**REQUIREMENT 1:**
Answer these questions about the passage on SMM vulnerabilities, one line each:
(a) Which generic bugs does the passage say its list will leave out?
(b) What name is given to the most basic SMM vulnerability class?
(c) What defines the SMRAM boundaries?

**GIVEN PASSAGE:**
While in theory SMM code is isolated from the outside world, in reality, there are many circumstances in which non-SMM code can trigger and even affect code running inside SMM. Because SMM has a complex architecture with lots of “moving parts” in it, the attack surface is pretty vast and contains among other things data passed in communication buffers, NVRAM variables, DMA-capable devices, and so on.
In the following section, we will go through some of the more common SMM security vulnerabilities. For each vulnerability type, we will provide a brief description, some recommended mitigations as well as a strategy for detecting it while reversing. Note that the list of vulnerabilities is not exhaustive and contains only vulnerabilities that are specific to the SMM environment. For that reason, it will not include more generic bugs such as stack overflows and double-frees.
The most basic SMM vulnerability class is known as an “SMM callout”. This occurs whenever SMM code calls a function located outside of the SMRAM boundaries (as defined by the SMRRs). The most common callout scenario is an SMI handler that tries to invoke a UEFI boot service or runtime service as part of its operation. Attackers with OS-level privileges can modify the physical pages where these services live prior to triggering the SMI, thus hijacking the privileged execution flow once the affected service is called.

**EXERCISE INPUT:**
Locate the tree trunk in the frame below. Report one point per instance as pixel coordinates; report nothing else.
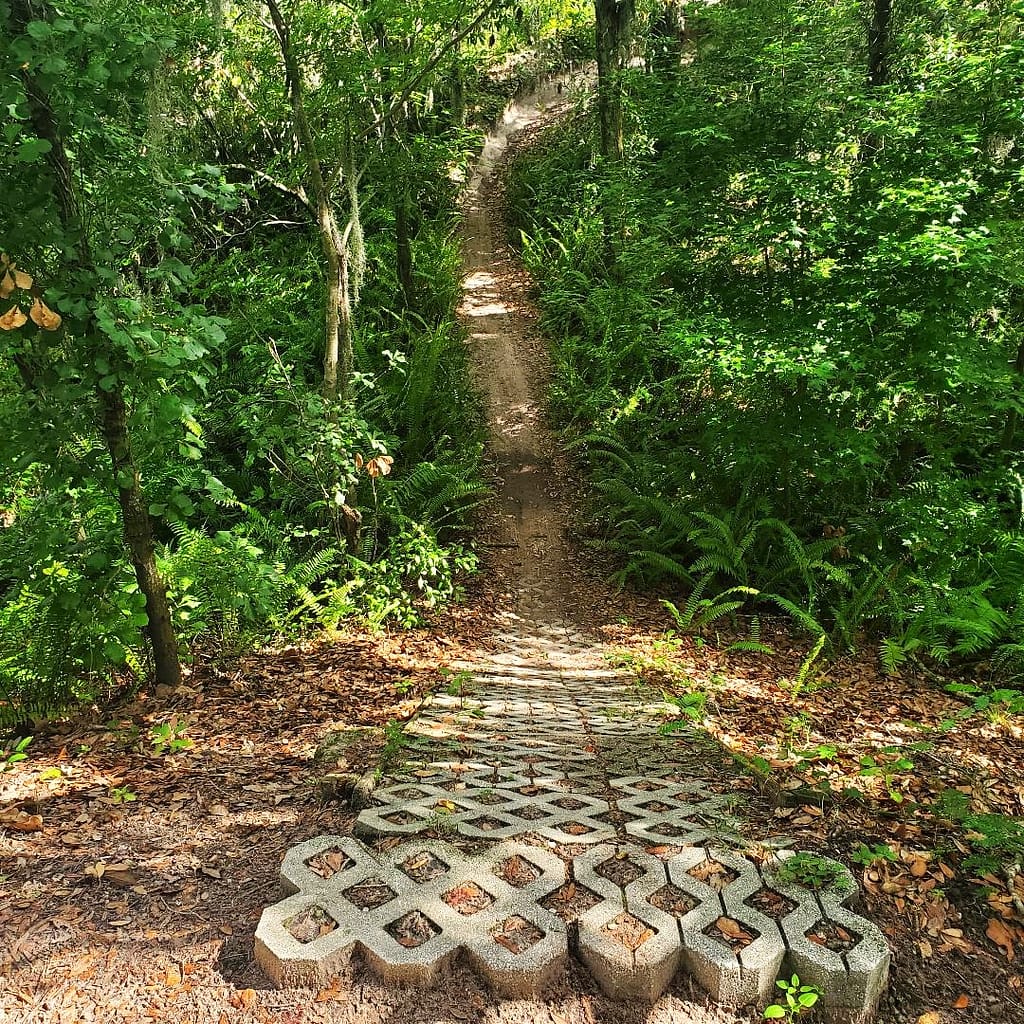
(613, 20)
(134, 510)
(879, 42)
(1013, 417)
(338, 303)
(668, 37)
(138, 537)
(403, 241)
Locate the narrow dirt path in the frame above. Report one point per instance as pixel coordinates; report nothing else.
(543, 743)
(527, 535)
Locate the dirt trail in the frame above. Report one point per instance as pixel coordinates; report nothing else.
(527, 536)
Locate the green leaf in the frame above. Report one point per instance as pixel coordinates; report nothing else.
(31, 150)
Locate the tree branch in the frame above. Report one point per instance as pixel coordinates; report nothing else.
(388, 116)
(296, 192)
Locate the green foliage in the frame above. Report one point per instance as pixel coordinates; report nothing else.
(14, 753)
(200, 306)
(796, 372)
(810, 870)
(800, 999)
(996, 841)
(414, 573)
(868, 855)
(169, 737)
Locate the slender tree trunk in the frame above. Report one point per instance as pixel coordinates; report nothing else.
(114, 422)
(879, 42)
(613, 22)
(138, 537)
(337, 308)
(1013, 417)
(403, 241)
(328, 229)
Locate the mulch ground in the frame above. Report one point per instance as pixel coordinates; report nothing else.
(132, 875)
(878, 771)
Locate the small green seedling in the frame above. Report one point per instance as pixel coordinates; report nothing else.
(810, 870)
(458, 682)
(169, 737)
(800, 999)
(14, 754)
(868, 855)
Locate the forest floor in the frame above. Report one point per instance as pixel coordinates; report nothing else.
(139, 845)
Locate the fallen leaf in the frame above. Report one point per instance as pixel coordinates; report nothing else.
(12, 320)
(1001, 936)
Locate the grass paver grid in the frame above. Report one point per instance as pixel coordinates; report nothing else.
(546, 749)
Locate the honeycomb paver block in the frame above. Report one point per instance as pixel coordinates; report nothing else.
(853, 982)
(538, 811)
(514, 973)
(549, 742)
(732, 979)
(624, 973)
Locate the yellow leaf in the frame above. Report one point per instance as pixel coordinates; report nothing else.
(380, 465)
(12, 320)
(20, 820)
(43, 316)
(1001, 936)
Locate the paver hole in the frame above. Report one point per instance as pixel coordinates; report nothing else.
(714, 873)
(491, 799)
(620, 868)
(568, 804)
(771, 903)
(734, 934)
(648, 785)
(487, 822)
(330, 862)
(413, 929)
(570, 901)
(310, 924)
(516, 934)
(517, 871)
(468, 898)
(629, 931)
(672, 830)
(370, 894)
(529, 813)
(656, 807)
(673, 900)
(576, 828)
(423, 866)
(833, 936)
(400, 817)
(613, 816)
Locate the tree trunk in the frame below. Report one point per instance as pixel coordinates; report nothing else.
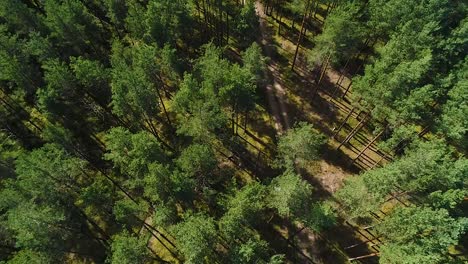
(300, 36)
(344, 122)
(354, 131)
(368, 145)
(324, 68)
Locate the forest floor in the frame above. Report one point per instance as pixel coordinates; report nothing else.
(275, 91)
(294, 96)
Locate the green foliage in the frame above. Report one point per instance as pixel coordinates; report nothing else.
(427, 167)
(342, 34)
(254, 61)
(196, 238)
(132, 153)
(128, 249)
(252, 251)
(299, 146)
(243, 210)
(289, 194)
(30, 256)
(246, 24)
(453, 122)
(419, 235)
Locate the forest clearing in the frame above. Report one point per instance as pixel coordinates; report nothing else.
(234, 131)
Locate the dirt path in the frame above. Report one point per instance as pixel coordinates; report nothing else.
(275, 92)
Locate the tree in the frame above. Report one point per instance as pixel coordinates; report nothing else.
(246, 24)
(128, 249)
(243, 210)
(299, 146)
(453, 122)
(198, 161)
(73, 28)
(254, 61)
(165, 20)
(30, 256)
(289, 194)
(419, 235)
(196, 238)
(342, 35)
(251, 251)
(132, 153)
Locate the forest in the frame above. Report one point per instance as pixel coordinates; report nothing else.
(234, 131)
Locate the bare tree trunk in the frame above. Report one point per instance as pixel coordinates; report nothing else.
(324, 68)
(368, 145)
(300, 36)
(344, 122)
(354, 131)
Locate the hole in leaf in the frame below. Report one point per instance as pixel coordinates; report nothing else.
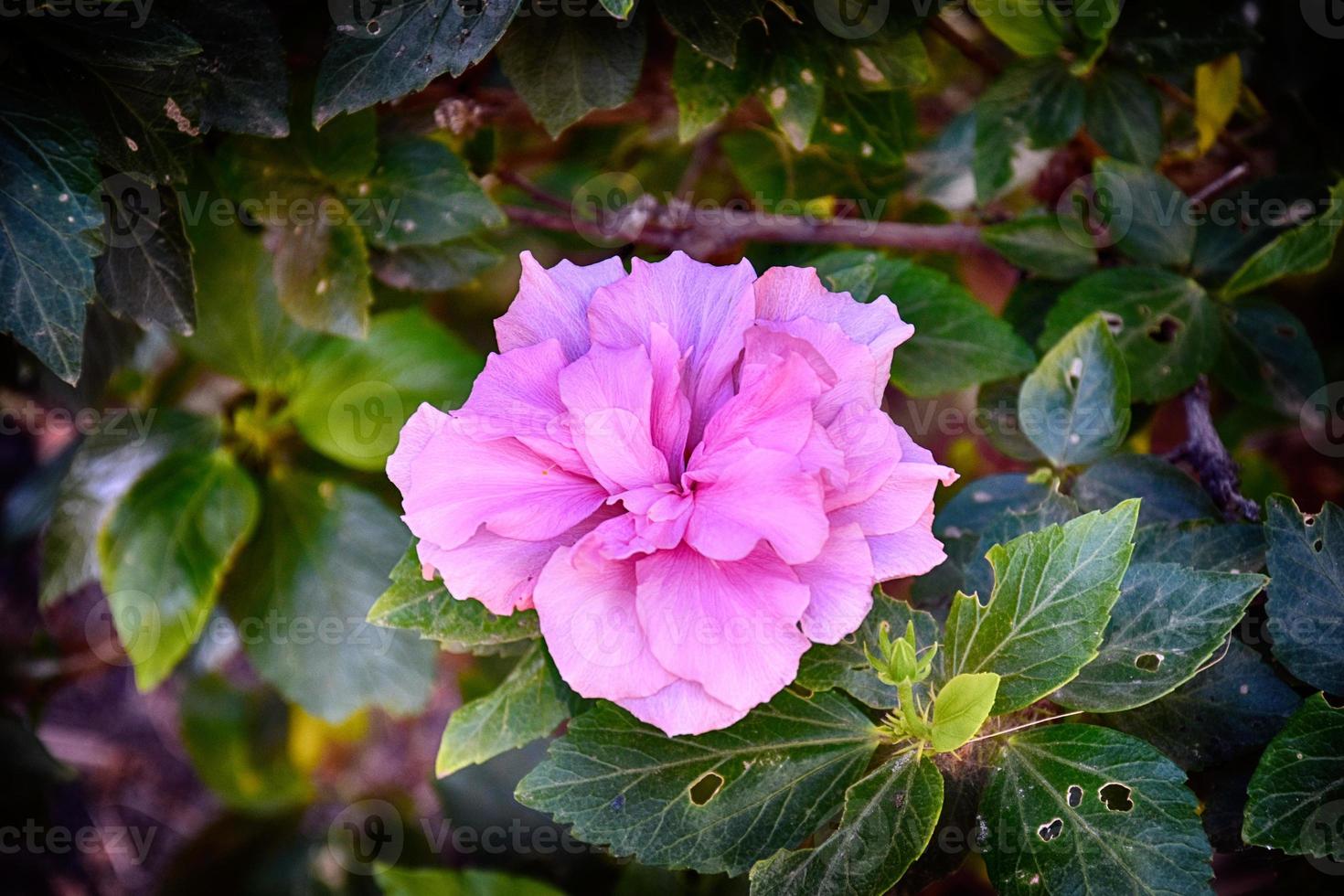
(706, 787)
(1149, 661)
(1164, 331)
(1115, 797)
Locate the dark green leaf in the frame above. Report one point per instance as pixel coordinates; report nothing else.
(1124, 116)
(783, 772)
(357, 395)
(889, 817)
(302, 589)
(1050, 604)
(1307, 597)
(1168, 495)
(1164, 324)
(528, 704)
(1152, 222)
(463, 624)
(105, 468)
(1168, 623)
(566, 66)
(1229, 709)
(1075, 404)
(1297, 792)
(1083, 809)
(165, 549)
(402, 48)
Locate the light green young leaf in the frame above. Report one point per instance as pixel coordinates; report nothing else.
(1051, 601)
(1075, 404)
(889, 817)
(1297, 792)
(717, 802)
(1078, 807)
(961, 709)
(165, 554)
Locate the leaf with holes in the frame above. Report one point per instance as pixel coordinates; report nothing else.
(529, 703)
(1307, 592)
(1164, 324)
(1051, 601)
(461, 624)
(717, 802)
(1075, 404)
(1168, 623)
(1085, 809)
(165, 554)
(1296, 797)
(889, 817)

**REQUIREMENT 2:**
Write out everything from the line containing "Locate the dark" down to the end of the listing, substituting "image" for each occurrence of "frame". Change nothing else.

**FULL ANSWER 1:**
(a) Stack overflows and double-frees.
(b) An "SMM callout."
(c) The SMRRs.

**FULL ANSWER 2:**
Locate the dark green leaf in the image above. Report one point per instance as pixel coordinates; report nothing else.
(1124, 116)
(783, 772)
(357, 395)
(889, 817)
(302, 589)
(1050, 604)
(1307, 597)
(1168, 495)
(1164, 324)
(528, 704)
(1152, 222)
(463, 624)
(105, 468)
(1168, 623)
(566, 66)
(1229, 709)
(1075, 404)
(1297, 792)
(1083, 809)
(165, 549)
(402, 48)
Locate the light green young leaf in the image above. Report one point per instance as pixel coordinates; report nothing else.
(1051, 601)
(1075, 404)
(889, 817)
(1297, 792)
(717, 802)
(1078, 807)
(961, 709)
(165, 554)
Locate the leaf with holes in the image above. Report one point per instance as pixel coordinates; report nothing else.
(529, 703)
(1307, 592)
(1164, 324)
(1051, 601)
(461, 624)
(717, 802)
(1075, 404)
(1168, 623)
(1085, 809)
(165, 554)
(1296, 797)
(889, 817)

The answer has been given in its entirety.